(Saved entries)
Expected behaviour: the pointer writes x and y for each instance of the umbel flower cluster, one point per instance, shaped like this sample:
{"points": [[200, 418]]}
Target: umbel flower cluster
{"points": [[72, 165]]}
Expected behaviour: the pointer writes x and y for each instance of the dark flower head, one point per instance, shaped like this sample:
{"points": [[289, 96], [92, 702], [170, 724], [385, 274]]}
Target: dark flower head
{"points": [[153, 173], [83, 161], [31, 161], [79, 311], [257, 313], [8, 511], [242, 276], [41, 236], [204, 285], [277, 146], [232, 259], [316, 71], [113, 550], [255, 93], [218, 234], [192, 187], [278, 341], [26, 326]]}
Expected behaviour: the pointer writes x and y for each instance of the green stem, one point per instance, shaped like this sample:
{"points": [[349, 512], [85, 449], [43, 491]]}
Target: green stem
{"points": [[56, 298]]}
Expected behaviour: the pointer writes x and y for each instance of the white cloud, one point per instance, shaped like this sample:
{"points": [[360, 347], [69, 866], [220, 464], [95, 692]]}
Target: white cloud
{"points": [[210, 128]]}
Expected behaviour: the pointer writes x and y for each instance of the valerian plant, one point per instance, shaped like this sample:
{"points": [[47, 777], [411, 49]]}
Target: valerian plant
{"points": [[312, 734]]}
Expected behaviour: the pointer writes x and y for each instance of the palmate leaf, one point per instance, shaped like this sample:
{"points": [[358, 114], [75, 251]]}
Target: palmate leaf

**Work task:** Type out the records above again, exactly the same.

**Task output:**
Expected behaviour: the pointer writes x and y for each instance of the umbel flower cluster, one point per instance, shaped like this sample:
{"points": [[200, 418]]}
Target: umbel flower cluster
{"points": [[72, 165]]}
Expected behaviour: the pointer writes x and y for each instance of the dark flower head, one point per instance, shaped like this sample:
{"points": [[289, 96], [92, 702], [170, 724], [385, 274]]}
Target: dark flower head
{"points": [[153, 173], [83, 161], [31, 161], [79, 311], [257, 313], [8, 511], [242, 276], [41, 236], [204, 285], [277, 146], [232, 259], [316, 71], [113, 550], [255, 93], [218, 234], [192, 187], [278, 341], [26, 326]]}
Expected behaviour: the pointer writes x and y for each instance of the green stem, one point per instance, shaped like this sample:
{"points": [[349, 512], [85, 449], [43, 491]]}
Target: green stem
{"points": [[56, 298]]}
Expected behaviour: the pointer writes x and y for each instance of the white cloud, one point per instance, shaped like this sample:
{"points": [[360, 347], [69, 866], [220, 464], [95, 692]]}
Target: white cloud
{"points": [[210, 128]]}
Expected behaviour: the pointer writes x and y for each instance of the valerian plant, one point per instance, shaped like this sample:
{"points": [[47, 777], [411, 49]]}
Target: valerian plant
{"points": [[312, 734]]}
Expected behaviour: the pointer writes x and y for each instance of the palmate leaf, one point per instance, shaped like this sample:
{"points": [[358, 114], [75, 251]]}
Target: palmate leaf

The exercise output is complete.